■ **Material for the task**:
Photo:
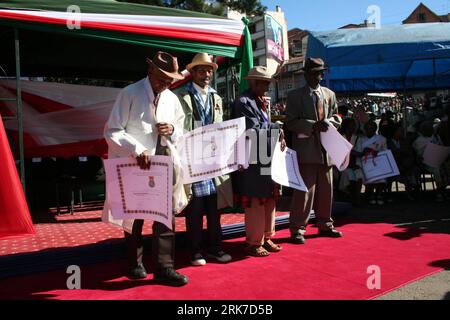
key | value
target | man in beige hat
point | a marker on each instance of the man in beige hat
(145, 115)
(255, 188)
(203, 106)
(306, 110)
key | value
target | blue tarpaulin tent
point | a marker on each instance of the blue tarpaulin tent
(392, 58)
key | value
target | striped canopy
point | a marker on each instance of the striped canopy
(110, 39)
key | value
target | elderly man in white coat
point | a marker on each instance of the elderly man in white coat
(144, 115)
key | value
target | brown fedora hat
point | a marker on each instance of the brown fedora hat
(314, 64)
(167, 64)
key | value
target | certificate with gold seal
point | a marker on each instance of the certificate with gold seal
(212, 151)
(134, 193)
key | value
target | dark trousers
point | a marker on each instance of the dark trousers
(163, 245)
(194, 223)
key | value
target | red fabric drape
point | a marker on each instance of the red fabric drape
(15, 219)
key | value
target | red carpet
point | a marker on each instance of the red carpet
(321, 269)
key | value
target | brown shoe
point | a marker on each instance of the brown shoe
(270, 246)
(257, 251)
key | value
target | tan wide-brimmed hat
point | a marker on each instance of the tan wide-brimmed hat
(201, 59)
(167, 64)
(260, 73)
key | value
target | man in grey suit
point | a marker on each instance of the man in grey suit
(307, 109)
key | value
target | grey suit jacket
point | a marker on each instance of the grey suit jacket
(301, 115)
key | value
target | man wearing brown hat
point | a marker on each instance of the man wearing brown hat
(203, 106)
(254, 186)
(145, 116)
(307, 109)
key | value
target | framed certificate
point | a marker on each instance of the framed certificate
(212, 151)
(134, 193)
(381, 167)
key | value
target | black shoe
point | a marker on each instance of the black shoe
(138, 272)
(169, 277)
(297, 239)
(330, 233)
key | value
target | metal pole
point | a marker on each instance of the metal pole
(19, 108)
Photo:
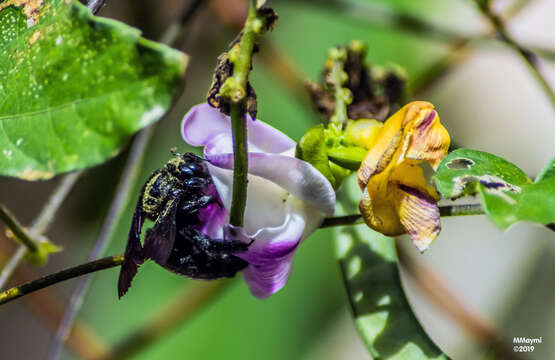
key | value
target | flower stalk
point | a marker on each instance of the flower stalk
(234, 91)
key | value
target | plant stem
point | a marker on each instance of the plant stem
(95, 5)
(461, 210)
(41, 224)
(240, 165)
(18, 230)
(169, 317)
(460, 50)
(234, 90)
(48, 308)
(126, 184)
(527, 55)
(446, 210)
(48, 280)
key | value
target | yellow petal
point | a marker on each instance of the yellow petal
(396, 198)
(429, 140)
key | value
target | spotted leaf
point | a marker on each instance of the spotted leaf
(75, 87)
(507, 193)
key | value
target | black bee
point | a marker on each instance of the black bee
(172, 197)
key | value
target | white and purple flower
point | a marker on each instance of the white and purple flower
(287, 198)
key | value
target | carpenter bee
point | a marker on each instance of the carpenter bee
(173, 198)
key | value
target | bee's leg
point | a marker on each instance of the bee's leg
(133, 256)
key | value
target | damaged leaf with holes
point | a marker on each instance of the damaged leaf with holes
(382, 313)
(75, 87)
(508, 195)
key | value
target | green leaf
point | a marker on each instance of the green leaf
(75, 87)
(46, 248)
(383, 316)
(312, 149)
(506, 192)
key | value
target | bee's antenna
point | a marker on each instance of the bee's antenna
(174, 152)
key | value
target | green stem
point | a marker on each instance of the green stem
(48, 280)
(21, 233)
(240, 167)
(447, 210)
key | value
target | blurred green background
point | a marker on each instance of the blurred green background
(484, 106)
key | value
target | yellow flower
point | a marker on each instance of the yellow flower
(396, 198)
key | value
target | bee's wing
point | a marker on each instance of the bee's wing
(133, 256)
(159, 240)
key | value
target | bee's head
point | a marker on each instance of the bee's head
(186, 166)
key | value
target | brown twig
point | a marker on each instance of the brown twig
(527, 55)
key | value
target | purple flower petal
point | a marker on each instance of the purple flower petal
(271, 255)
(294, 175)
(205, 126)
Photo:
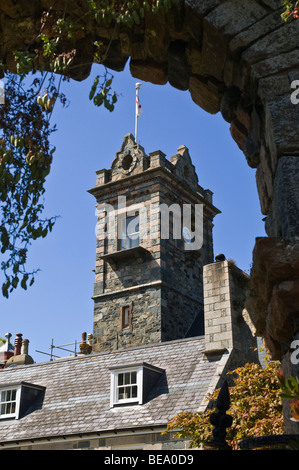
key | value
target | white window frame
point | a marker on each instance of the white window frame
(129, 239)
(17, 400)
(114, 399)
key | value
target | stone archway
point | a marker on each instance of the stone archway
(237, 58)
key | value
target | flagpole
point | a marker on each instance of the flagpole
(138, 85)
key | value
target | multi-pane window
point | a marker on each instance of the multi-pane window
(126, 316)
(8, 403)
(126, 386)
(129, 233)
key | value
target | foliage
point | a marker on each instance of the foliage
(290, 391)
(291, 10)
(25, 150)
(256, 408)
(25, 160)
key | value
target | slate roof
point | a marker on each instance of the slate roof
(77, 397)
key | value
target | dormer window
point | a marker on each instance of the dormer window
(9, 402)
(131, 385)
(16, 399)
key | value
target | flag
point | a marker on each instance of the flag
(138, 107)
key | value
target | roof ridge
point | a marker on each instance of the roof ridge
(103, 353)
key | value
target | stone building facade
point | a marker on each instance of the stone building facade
(148, 278)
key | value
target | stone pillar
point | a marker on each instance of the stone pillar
(225, 288)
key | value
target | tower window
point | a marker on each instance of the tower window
(126, 316)
(127, 161)
(129, 233)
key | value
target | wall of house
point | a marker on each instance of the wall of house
(150, 441)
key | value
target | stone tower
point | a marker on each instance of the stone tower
(148, 277)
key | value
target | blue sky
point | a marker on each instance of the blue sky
(59, 306)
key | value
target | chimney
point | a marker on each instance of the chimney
(25, 346)
(20, 356)
(84, 347)
(226, 327)
(6, 350)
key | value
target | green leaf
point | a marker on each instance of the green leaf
(15, 282)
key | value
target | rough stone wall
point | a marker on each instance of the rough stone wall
(225, 288)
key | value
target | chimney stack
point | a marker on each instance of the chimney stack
(20, 356)
(84, 347)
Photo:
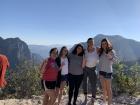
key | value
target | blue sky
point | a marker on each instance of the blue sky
(47, 22)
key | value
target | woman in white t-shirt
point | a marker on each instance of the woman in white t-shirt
(64, 72)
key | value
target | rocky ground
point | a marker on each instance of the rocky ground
(37, 100)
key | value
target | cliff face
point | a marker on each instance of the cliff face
(15, 49)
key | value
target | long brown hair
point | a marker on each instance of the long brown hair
(109, 47)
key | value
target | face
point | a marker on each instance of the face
(65, 51)
(79, 49)
(90, 43)
(104, 45)
(54, 53)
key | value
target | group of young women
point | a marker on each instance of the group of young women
(74, 67)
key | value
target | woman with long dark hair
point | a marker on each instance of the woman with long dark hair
(106, 58)
(63, 75)
(75, 72)
(49, 72)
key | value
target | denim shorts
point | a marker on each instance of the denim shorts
(105, 74)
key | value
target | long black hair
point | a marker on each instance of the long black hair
(75, 50)
(109, 47)
(61, 51)
(53, 50)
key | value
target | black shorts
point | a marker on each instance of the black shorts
(46, 85)
(105, 74)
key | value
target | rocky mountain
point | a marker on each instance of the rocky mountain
(16, 50)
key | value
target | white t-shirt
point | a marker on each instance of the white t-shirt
(64, 70)
(91, 58)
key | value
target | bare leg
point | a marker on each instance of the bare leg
(61, 91)
(52, 95)
(103, 84)
(109, 91)
(46, 99)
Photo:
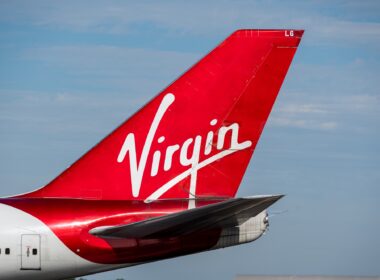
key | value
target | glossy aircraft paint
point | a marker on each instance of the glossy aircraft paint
(186, 149)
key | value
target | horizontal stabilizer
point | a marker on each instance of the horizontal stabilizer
(221, 215)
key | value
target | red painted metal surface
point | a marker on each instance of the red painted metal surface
(71, 220)
(236, 83)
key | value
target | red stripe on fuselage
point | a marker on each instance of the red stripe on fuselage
(72, 219)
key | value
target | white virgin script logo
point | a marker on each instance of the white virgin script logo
(137, 166)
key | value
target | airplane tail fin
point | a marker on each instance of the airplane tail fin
(196, 137)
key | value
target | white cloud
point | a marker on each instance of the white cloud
(201, 18)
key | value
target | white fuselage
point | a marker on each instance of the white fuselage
(51, 258)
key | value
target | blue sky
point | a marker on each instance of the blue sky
(71, 71)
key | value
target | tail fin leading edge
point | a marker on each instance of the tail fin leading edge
(197, 136)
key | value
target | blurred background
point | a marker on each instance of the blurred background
(71, 71)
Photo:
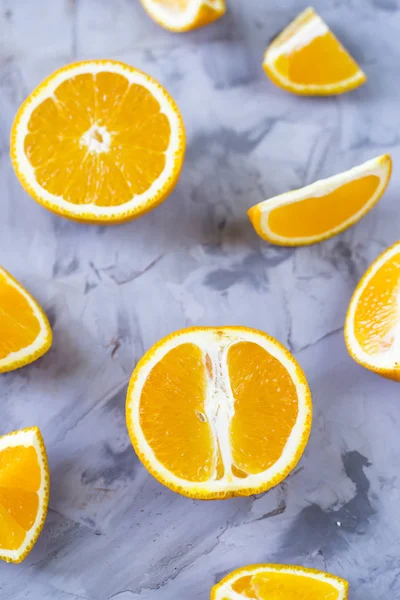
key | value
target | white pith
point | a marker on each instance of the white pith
(176, 18)
(219, 406)
(41, 339)
(28, 438)
(379, 166)
(296, 36)
(225, 590)
(92, 143)
(90, 209)
(389, 359)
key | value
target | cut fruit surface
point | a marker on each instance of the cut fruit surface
(184, 15)
(24, 492)
(306, 58)
(280, 582)
(98, 141)
(372, 328)
(219, 412)
(324, 208)
(25, 333)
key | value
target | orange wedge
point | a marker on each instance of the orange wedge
(219, 412)
(306, 58)
(322, 209)
(280, 582)
(24, 492)
(184, 15)
(25, 333)
(372, 328)
(98, 141)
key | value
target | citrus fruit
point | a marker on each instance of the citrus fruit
(283, 582)
(24, 492)
(25, 333)
(184, 15)
(372, 328)
(322, 209)
(306, 58)
(98, 141)
(219, 412)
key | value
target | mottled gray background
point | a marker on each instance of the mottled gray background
(112, 531)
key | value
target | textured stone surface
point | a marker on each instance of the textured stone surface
(113, 532)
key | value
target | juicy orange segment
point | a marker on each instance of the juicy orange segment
(218, 412)
(254, 376)
(98, 141)
(24, 489)
(372, 322)
(25, 333)
(306, 58)
(173, 420)
(324, 208)
(283, 582)
(184, 15)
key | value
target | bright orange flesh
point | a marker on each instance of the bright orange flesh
(377, 313)
(19, 327)
(266, 407)
(108, 107)
(284, 586)
(20, 480)
(319, 215)
(323, 61)
(172, 414)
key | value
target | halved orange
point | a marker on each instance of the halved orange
(219, 411)
(372, 328)
(280, 582)
(306, 58)
(25, 333)
(24, 492)
(98, 141)
(324, 208)
(184, 15)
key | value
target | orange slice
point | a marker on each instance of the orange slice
(24, 492)
(25, 333)
(306, 58)
(372, 328)
(219, 412)
(184, 15)
(324, 208)
(98, 141)
(280, 582)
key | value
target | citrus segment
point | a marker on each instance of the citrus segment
(259, 429)
(324, 208)
(306, 58)
(24, 491)
(172, 414)
(184, 15)
(283, 582)
(217, 412)
(372, 327)
(98, 141)
(25, 333)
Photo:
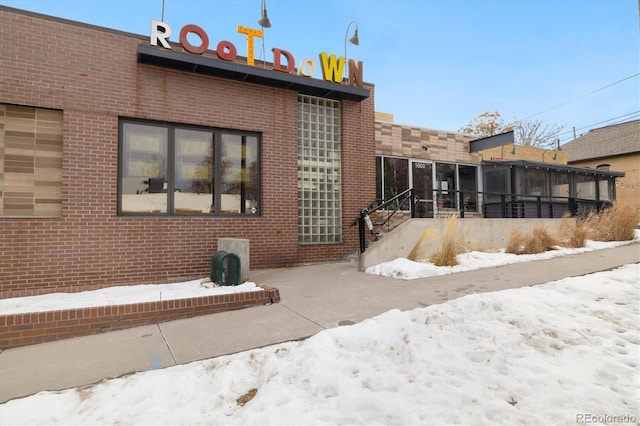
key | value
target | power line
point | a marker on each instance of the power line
(575, 99)
(625, 116)
(626, 120)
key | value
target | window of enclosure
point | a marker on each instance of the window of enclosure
(446, 186)
(585, 186)
(176, 170)
(468, 176)
(606, 189)
(560, 184)
(532, 182)
(496, 183)
(319, 171)
(396, 176)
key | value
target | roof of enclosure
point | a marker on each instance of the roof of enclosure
(549, 166)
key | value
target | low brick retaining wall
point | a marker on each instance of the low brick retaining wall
(38, 327)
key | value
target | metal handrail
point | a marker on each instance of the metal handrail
(365, 220)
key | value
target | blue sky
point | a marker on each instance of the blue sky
(435, 64)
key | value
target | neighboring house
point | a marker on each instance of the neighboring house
(616, 148)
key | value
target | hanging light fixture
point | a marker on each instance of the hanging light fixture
(264, 19)
(353, 40)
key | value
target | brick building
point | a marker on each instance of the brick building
(122, 162)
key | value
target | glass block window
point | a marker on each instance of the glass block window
(319, 171)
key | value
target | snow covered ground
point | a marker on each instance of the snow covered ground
(565, 352)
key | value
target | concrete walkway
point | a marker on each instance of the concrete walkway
(313, 298)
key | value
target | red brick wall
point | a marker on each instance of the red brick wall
(38, 327)
(93, 76)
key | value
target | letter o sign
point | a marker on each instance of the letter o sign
(226, 50)
(191, 28)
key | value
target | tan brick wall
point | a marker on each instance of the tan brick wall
(506, 152)
(93, 77)
(408, 141)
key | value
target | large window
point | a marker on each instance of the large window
(319, 171)
(173, 170)
(30, 161)
(532, 182)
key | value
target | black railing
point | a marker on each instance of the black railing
(390, 207)
(433, 203)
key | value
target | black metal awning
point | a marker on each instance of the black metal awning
(189, 62)
(551, 166)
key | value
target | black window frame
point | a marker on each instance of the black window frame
(171, 128)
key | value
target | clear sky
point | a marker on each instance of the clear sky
(434, 63)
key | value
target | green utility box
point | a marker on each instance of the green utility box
(225, 268)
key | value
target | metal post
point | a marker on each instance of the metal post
(363, 213)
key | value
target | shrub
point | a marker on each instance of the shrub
(421, 248)
(450, 245)
(516, 241)
(539, 241)
(572, 233)
(616, 223)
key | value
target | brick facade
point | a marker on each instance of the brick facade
(91, 74)
(39, 327)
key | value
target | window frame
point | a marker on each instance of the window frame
(217, 137)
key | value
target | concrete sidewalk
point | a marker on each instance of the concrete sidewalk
(313, 298)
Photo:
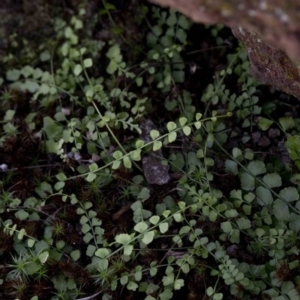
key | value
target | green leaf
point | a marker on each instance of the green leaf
(91, 176)
(157, 145)
(75, 255)
(187, 130)
(86, 228)
(154, 220)
(21, 234)
(171, 126)
(77, 70)
(90, 250)
(123, 238)
(226, 226)
(128, 249)
(43, 257)
(154, 134)
(247, 182)
(141, 227)
(289, 194)
(272, 180)
(264, 196)
(172, 137)
(281, 210)
(112, 67)
(61, 177)
(257, 167)
(182, 121)
(287, 123)
(127, 162)
(210, 291)
(163, 227)
(22, 214)
(178, 284)
(243, 223)
(264, 123)
(13, 75)
(132, 286)
(59, 185)
(102, 252)
(87, 63)
(148, 237)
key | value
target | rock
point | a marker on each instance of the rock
(270, 30)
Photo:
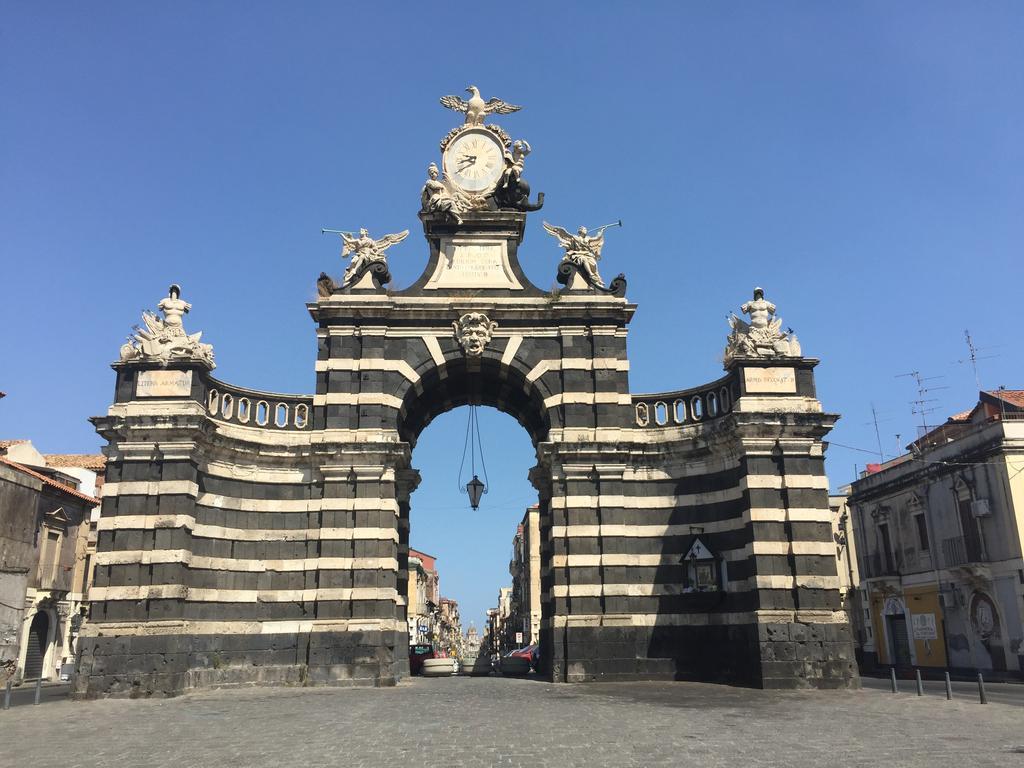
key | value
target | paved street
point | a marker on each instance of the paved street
(1008, 693)
(508, 722)
(25, 695)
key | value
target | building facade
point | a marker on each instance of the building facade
(525, 570)
(939, 537)
(276, 525)
(44, 520)
(423, 597)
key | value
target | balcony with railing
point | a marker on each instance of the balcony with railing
(960, 551)
(53, 576)
(876, 565)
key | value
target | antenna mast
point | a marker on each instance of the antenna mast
(920, 406)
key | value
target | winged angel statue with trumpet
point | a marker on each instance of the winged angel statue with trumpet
(366, 250)
(582, 249)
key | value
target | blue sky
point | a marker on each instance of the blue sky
(860, 161)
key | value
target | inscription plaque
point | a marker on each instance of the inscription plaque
(770, 380)
(473, 263)
(163, 383)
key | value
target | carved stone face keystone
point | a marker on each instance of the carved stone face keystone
(473, 331)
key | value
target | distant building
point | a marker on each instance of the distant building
(492, 636)
(939, 538)
(45, 567)
(525, 570)
(472, 642)
(423, 597)
(505, 635)
(450, 629)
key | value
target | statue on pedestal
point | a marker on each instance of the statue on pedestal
(164, 339)
(436, 198)
(762, 337)
(366, 251)
(583, 250)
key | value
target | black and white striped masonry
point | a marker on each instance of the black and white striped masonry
(249, 537)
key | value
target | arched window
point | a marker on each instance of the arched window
(245, 410)
(660, 414)
(643, 414)
(679, 411)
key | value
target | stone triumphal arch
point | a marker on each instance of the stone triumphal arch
(254, 537)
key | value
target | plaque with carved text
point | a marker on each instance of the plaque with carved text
(163, 384)
(473, 263)
(770, 380)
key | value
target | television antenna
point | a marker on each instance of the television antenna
(974, 356)
(878, 436)
(921, 406)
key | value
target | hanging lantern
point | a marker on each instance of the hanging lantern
(475, 488)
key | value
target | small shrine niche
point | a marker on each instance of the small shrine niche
(704, 568)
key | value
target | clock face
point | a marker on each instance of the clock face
(474, 161)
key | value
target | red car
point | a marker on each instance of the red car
(417, 653)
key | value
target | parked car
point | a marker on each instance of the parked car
(519, 662)
(417, 654)
(532, 652)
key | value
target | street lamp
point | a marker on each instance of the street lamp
(475, 488)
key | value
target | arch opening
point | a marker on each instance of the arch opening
(474, 579)
(473, 382)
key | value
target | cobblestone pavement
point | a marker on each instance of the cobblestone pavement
(507, 722)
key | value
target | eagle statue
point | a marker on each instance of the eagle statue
(476, 109)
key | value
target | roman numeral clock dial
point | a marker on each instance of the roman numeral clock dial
(474, 161)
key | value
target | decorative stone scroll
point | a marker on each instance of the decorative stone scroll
(762, 337)
(473, 331)
(164, 339)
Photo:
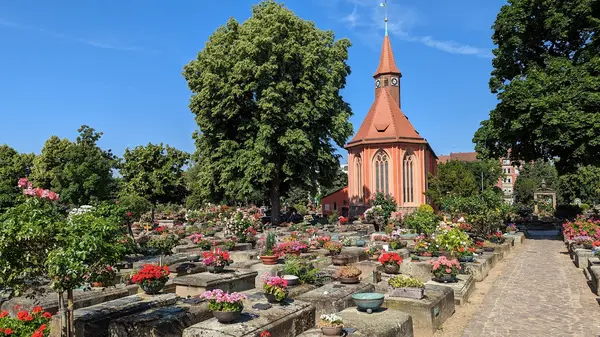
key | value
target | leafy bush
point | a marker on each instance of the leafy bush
(423, 220)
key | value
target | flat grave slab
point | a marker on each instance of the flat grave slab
(95, 320)
(230, 280)
(81, 299)
(429, 313)
(334, 297)
(287, 320)
(463, 289)
(164, 321)
(385, 323)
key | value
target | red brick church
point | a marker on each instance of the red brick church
(387, 154)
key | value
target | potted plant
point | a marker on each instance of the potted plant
(269, 256)
(101, 276)
(391, 262)
(216, 260)
(275, 288)
(405, 286)
(225, 307)
(445, 270)
(372, 252)
(333, 247)
(151, 278)
(348, 275)
(331, 325)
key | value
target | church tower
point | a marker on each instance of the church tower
(387, 154)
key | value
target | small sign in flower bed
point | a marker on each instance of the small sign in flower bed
(405, 286)
(26, 324)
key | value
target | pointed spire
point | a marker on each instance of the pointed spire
(387, 64)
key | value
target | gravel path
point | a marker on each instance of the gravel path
(540, 293)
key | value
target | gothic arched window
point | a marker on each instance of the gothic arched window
(381, 161)
(408, 178)
(359, 183)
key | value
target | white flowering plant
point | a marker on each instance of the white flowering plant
(331, 320)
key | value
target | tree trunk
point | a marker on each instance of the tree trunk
(62, 311)
(275, 200)
(70, 310)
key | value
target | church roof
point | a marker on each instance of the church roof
(387, 64)
(385, 123)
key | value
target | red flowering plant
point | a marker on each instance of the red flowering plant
(151, 273)
(390, 258)
(32, 323)
(216, 258)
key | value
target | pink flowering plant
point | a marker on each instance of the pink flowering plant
(218, 300)
(443, 266)
(275, 285)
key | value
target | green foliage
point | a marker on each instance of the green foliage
(402, 281)
(301, 267)
(530, 180)
(28, 232)
(266, 96)
(423, 220)
(13, 165)
(155, 173)
(463, 179)
(387, 203)
(583, 184)
(81, 172)
(546, 76)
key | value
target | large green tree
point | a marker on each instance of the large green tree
(267, 99)
(547, 78)
(155, 172)
(81, 172)
(13, 165)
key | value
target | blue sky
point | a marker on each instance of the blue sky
(116, 65)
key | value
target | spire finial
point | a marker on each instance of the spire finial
(384, 5)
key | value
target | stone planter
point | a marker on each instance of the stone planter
(368, 302)
(152, 287)
(339, 260)
(269, 260)
(271, 299)
(416, 293)
(226, 316)
(391, 268)
(215, 269)
(332, 331)
(349, 280)
(446, 278)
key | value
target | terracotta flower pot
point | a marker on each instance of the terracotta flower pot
(332, 331)
(226, 316)
(391, 268)
(269, 260)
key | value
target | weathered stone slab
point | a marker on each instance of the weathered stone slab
(287, 320)
(419, 270)
(429, 313)
(386, 323)
(334, 297)
(463, 289)
(164, 322)
(581, 257)
(81, 299)
(94, 320)
(478, 269)
(229, 280)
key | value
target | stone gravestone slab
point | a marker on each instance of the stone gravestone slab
(385, 323)
(287, 320)
(230, 280)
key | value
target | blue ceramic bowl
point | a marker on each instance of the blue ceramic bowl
(368, 302)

■ **Task to complete**:
Copy each line of the rows above that contains the string "glossy". Matching is case-sensitive.

■ **Answer to this problem**:
target | glossy aircraft paint
point | a marker on each instance of the glossy aircraft paint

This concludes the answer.